PASSAGE TO READ:
Mental Mistakes in Basketball and Flip’s Unique Challenge to Correct Them

“I’m tough on players that I think have a chance to be very special. At one time everyone thought I wasn’t tough enough on Garnett. I couldn’t be tough on him because he did everything I always asked him to do and he very rarely made any mistakes and he played hard. I thought that if he kept on playing that way, he’d be great.

My toughness on them has to do with repeated mental mistakes.”

That was Flip Saunders after the recent loss to the Spurs at Target Center. It reminded me once again just how unique Saunders’ challenge is, coaching this team that is just so replete with bouncy athleticism and yet — in its current form — so totally devoid of all-around NBA basketball players.

Consider that Andrew Wiggins leads the team in minutes played and Zach LaVine is fourth. Each guy is 19 years old; the age of most college freshmen. Shabazz Muhammad is fifth in minutes and he’s 22, the typical age of a college senior, and Anthony Bennett is 21, barely old enough to legally drink a beer. He’s eighth in minutes.

Flip is coaching a college team against NBA competition.

Flip has made comparisons to AAU and college basketball both, when describing how his young players approach games and how he has to approach practices. The specific issue he mentioned that required disciplinary action — mental mistakes — is not a significant issue for coaches of veteran NBA lineups. Rick Adelman spent one season in Minnesota with some players like Saunders has now, still trying to learn how to play and relying more on their bodies than their brains. That one season was enough for Adelman, a veteran coach with no interest in teaching 22-year olds the nuances of playing the game, but just to take able players and mold them into a competitive team. He said goodbye to Michael Beasley, Wesley Johnson and Anthony Randolph, and hello to Andrei Kirilenko, Dante Cunningham and Brandon Roy.

INFORMATION PROVIDED:

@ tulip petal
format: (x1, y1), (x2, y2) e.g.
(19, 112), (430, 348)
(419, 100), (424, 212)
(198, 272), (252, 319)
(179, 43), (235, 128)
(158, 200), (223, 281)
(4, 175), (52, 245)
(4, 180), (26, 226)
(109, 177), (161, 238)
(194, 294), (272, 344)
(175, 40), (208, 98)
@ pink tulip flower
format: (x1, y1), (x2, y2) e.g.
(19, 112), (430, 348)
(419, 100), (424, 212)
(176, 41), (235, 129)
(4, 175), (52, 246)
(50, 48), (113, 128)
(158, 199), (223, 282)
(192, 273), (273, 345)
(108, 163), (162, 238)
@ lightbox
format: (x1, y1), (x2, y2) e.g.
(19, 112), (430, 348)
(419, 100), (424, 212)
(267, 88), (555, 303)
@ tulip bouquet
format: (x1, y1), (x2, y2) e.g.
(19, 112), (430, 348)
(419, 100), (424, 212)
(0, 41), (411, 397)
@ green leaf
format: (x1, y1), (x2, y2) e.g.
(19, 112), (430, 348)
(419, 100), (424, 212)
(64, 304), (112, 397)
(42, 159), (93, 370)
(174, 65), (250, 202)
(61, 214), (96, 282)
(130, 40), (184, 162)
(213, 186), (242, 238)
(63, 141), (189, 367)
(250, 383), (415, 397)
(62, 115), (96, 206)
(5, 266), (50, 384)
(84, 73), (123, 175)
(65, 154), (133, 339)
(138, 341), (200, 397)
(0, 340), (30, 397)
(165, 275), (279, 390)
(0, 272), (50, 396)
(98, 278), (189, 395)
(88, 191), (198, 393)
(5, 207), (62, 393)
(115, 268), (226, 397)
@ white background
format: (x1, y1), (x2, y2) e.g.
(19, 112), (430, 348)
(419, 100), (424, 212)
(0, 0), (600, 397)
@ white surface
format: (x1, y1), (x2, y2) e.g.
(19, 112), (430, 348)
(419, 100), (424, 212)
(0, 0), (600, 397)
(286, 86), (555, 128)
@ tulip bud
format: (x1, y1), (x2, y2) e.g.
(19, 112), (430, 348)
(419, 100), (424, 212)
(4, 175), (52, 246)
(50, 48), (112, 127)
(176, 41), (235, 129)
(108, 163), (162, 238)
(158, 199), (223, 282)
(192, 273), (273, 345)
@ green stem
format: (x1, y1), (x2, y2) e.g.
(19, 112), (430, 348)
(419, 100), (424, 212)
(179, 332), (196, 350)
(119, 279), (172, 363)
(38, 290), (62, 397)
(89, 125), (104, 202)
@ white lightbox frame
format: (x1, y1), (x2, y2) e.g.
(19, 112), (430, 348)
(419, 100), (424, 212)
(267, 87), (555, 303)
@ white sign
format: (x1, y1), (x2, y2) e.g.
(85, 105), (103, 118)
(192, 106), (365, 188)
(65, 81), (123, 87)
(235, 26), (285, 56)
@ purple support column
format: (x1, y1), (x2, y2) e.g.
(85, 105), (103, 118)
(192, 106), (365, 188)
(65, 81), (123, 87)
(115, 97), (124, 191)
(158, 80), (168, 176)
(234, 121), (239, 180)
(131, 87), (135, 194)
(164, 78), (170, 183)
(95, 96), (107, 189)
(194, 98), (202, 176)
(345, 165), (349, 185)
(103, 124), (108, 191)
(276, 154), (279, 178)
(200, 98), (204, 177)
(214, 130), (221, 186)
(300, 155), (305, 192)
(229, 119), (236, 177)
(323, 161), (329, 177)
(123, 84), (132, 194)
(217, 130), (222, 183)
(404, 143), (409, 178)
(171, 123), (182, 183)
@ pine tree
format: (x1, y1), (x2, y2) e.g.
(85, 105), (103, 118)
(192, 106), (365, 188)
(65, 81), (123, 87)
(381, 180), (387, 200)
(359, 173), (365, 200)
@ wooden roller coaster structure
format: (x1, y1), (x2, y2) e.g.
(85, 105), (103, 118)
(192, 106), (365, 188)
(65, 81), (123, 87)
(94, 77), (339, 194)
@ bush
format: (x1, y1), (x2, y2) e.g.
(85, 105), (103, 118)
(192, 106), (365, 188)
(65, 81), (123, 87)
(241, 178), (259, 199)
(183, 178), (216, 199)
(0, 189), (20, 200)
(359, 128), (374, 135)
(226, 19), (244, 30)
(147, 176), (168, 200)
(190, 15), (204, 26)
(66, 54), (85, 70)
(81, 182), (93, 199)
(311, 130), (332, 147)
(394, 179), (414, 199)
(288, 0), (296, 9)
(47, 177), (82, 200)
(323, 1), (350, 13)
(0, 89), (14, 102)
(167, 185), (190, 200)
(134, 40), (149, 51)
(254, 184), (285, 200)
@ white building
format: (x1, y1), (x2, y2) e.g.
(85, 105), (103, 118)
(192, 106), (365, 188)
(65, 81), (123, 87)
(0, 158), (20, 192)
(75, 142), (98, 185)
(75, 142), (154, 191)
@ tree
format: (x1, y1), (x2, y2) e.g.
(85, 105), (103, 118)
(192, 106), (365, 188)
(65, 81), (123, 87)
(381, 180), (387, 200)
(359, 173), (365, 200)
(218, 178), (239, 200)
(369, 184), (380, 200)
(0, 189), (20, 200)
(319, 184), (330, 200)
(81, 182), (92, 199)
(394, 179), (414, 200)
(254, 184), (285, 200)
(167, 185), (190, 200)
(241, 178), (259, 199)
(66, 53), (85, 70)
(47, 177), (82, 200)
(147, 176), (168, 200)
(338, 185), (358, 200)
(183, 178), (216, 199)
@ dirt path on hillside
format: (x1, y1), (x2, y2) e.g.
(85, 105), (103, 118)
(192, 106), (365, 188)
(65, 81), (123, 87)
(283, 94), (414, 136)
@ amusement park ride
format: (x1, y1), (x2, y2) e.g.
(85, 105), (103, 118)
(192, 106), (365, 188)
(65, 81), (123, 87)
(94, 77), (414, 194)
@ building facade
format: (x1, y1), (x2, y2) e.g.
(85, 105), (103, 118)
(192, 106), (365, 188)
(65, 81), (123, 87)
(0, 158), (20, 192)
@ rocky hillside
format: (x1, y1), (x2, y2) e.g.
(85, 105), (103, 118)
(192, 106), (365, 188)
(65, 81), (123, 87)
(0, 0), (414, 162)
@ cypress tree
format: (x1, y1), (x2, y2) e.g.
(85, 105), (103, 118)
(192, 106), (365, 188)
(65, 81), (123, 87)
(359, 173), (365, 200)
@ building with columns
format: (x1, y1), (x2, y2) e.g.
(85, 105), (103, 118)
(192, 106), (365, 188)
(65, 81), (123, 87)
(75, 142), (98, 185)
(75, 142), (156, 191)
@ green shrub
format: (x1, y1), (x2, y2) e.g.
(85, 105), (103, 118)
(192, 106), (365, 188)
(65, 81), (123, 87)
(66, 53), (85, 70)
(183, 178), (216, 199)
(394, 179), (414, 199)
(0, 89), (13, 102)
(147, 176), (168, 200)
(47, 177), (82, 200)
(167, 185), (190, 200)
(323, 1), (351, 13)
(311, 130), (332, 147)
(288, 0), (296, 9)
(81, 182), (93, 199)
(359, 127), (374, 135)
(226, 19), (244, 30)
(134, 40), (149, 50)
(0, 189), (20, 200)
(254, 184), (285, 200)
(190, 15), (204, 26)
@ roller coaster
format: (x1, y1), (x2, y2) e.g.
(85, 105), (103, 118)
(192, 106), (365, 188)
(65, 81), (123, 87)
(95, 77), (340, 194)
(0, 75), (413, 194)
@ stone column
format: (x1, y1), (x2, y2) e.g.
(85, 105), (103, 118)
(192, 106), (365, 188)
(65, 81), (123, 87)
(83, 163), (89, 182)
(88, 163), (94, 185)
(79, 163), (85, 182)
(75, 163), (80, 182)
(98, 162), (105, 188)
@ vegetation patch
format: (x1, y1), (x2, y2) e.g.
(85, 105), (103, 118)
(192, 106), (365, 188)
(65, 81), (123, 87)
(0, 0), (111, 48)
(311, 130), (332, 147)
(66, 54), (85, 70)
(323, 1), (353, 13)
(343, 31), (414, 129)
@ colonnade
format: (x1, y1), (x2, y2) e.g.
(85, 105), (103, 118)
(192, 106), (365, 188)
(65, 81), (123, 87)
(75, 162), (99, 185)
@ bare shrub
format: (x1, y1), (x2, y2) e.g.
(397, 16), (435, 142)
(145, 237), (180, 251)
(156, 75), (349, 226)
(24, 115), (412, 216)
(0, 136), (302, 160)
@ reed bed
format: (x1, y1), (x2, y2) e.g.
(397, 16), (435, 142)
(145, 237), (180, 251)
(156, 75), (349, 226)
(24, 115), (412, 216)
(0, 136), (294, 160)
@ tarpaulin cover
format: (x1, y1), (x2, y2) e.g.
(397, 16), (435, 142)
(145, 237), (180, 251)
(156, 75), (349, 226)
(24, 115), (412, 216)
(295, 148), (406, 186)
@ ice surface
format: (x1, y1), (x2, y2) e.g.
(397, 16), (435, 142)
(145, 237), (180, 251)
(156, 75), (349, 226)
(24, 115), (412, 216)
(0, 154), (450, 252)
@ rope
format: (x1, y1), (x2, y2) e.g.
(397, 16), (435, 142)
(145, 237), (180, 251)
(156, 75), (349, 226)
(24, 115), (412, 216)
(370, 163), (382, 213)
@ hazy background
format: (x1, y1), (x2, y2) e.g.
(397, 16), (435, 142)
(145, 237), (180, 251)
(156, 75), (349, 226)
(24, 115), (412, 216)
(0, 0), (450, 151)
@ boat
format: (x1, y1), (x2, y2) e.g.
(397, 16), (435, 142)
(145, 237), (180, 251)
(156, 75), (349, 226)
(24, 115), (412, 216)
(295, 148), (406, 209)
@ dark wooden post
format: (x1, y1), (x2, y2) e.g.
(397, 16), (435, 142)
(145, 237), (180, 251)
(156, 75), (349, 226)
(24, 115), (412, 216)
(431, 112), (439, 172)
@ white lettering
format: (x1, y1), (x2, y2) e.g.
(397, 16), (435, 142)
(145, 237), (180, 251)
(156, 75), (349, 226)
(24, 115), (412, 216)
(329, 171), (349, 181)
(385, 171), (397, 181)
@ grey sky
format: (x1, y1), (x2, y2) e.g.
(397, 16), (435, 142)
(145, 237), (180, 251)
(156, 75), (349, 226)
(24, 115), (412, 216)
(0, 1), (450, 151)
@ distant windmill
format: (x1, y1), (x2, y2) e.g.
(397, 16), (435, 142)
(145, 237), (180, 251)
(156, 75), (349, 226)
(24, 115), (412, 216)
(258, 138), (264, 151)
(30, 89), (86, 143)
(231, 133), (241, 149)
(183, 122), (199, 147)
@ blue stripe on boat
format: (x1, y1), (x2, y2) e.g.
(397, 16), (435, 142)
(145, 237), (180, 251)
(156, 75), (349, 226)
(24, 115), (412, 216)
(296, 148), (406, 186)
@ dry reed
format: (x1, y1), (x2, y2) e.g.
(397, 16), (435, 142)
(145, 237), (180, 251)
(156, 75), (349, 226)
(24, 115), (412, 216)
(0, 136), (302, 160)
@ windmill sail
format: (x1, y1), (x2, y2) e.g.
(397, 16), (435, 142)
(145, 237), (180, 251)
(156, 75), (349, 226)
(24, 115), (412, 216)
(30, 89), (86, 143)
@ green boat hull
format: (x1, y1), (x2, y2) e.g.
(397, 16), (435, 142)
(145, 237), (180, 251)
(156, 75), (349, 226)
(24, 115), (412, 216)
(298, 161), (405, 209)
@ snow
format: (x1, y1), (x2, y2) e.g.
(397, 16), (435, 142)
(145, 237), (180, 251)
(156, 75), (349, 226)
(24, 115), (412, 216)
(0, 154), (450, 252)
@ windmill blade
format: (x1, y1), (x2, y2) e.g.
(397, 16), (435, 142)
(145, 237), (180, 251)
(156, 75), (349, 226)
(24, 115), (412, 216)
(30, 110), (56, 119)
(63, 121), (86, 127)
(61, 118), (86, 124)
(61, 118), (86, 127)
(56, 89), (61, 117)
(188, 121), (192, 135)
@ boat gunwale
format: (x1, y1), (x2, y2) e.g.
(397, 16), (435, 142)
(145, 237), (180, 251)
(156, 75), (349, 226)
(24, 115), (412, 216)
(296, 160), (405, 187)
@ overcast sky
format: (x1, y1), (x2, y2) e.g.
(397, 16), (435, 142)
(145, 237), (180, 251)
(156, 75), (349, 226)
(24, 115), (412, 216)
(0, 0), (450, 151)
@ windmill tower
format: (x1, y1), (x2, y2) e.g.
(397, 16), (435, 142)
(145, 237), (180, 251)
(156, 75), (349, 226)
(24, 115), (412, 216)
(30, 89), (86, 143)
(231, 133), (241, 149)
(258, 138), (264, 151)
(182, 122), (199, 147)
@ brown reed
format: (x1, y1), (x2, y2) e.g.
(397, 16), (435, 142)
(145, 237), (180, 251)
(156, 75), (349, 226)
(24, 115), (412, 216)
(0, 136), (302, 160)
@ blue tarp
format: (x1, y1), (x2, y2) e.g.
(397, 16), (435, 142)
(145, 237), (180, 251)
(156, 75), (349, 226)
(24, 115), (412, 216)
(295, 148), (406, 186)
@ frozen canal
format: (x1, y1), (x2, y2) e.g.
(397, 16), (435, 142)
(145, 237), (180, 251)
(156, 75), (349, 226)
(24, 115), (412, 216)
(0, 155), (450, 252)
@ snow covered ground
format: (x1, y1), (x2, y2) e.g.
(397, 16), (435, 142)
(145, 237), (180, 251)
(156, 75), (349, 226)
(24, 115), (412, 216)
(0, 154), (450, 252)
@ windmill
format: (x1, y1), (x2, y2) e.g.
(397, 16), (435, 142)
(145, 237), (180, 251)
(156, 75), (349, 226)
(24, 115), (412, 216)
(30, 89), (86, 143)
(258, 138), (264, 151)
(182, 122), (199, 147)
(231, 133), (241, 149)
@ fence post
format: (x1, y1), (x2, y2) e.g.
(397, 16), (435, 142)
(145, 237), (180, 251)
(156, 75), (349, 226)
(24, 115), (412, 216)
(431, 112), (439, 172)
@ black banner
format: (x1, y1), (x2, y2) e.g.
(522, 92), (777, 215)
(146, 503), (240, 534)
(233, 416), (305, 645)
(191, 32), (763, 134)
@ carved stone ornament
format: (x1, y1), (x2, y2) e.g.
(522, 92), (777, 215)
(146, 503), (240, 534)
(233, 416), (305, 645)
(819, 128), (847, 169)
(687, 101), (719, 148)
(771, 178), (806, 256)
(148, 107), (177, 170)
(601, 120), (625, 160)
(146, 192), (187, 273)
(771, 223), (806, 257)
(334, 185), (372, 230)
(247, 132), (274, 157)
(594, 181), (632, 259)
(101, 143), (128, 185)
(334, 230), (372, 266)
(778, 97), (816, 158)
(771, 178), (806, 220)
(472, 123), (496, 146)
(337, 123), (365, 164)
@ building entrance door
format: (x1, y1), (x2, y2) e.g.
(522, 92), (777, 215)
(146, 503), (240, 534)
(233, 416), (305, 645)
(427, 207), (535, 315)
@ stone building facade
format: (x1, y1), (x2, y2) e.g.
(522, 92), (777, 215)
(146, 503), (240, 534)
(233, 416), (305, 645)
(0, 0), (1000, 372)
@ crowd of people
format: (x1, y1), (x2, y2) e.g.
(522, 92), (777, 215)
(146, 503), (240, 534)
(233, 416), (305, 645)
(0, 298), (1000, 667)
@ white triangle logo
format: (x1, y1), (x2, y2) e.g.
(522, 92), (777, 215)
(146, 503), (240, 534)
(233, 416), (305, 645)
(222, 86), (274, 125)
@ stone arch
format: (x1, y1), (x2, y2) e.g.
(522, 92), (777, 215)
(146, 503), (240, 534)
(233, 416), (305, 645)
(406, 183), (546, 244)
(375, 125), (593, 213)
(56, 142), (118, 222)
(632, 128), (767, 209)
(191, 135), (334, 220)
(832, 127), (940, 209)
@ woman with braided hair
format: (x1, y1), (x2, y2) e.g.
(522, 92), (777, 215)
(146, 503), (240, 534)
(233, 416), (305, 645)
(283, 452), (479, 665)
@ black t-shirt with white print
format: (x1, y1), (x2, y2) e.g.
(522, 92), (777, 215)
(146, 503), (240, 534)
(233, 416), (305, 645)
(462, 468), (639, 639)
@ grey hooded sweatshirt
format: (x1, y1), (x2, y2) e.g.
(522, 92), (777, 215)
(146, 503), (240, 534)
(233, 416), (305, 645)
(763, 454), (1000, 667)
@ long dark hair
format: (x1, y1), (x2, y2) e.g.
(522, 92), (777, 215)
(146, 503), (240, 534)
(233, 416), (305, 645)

WHAT IS ASKED:
**A)** In the article on Flip Saunders's coaching challenge, rewrite the passage that begins at the words "That was Flip" and stops after "eighth in minutes.", with "Target Center" changed to "home court".
**B)** According to the article on Flip Saunders's coaching challenge, which three players did Rick Adelman say goodbye to after his season in Minnesota?
**C)** Write the next part of the article on Flip Saunders's coaching challenge, starting after its last sentence.

ANSWERS IN ORDER:
**A)**
That was Flip Saunders after the recent loss to the Spurs at home court. It reminded me once again just how unique Saunders’ challenge is, coaching this team that is just so replete with bouncy athleticism and yet — in its current form — so totally devoid of all-around NBA basketball players.

Consider that Andrew Wiggins leads the team in minutes played and Zach LaVine is fourth. Each guy is 19 years old; the age of most college freshmen. Shabazz Muhammad is fifth in minutes and he’s 22, the typical age of a college senior, and Anthony Bennett is 21, barely old enough to legally drink a beer. He’s eighth in minutes.

**B)** Michael Beasley, Wesley Johnson and Anthony Randolph.

**C)**
Saunders’ comment reminded me of something I read in A Season on the Brink, the classic book written by John Feinstein about Bob Knight’s 1985-86 Indiana Hoosiers. Feinstein described Knight’s emphasis on the mental aspect of basketball:

Time and again Knight reminded his players that basketball is not an easy game to play. “It is the toughest game in the world to play,” he said one day. “There are no huddles, no time between pitches, no breaks. You have to be able to think on every possession. If you can’t think, you can’t play.”

Not thinking, to Knight, was a cardinal sin. Players were going to miss jump shots, they were going to mishandle the ball, and they were going to throw bad passes. Knight almost never got on a player for missing a shot, unless the shot was a foolish one. But some things were unforgivable: not boxing out, not knowing where your man was on defense, not setting a proper screen. Those were mental errors caused by a lack of concentration. There was no excuse–none–for not concentrating.

Can you even imagine what he would think of some of the current Timberwolves plays? A Zach LaVine 21-footer off the dribble with 18 on the shot clock, or Anthony Bennett staring at the rim, waiting for a rebound, while Kenneth Faried blows by him for a monster tip-dunk?

I shouldn’t limit this to the young’ins. What about when Thad Young opts for a 10-foot floater in traffic while looking off an open corner shooter? What about Mo Williams dribbling the air out of the ball before chucking a reckless pass, then screaming at the intended recipient for not reading his mind about where he should’ve been to catch it?

Mistakes abound on this team and Flip probably gets (almost) as frustrated as Knight would if he were sitting in his chair. (Or if he was throwing that chair. I’ll be here all week.)But part of that coaching job — an NBA coaching job — requires that the coach contain himself and not unleash rage every time he’s upset. It is a “player’s league” after all. That means a few different things.

First and foremost, the money. NBA players not only make money — unlike their NCAA counterparts — but they make a shit-ton of it. Usually more than the coach makes. When you consider that they all share the same boss, that salary-money talks. Put simply, NBA players don’t have to take shit from their coach the way a college player does. Much more often than not, a good coach will get fired before a star player gets traded to save him.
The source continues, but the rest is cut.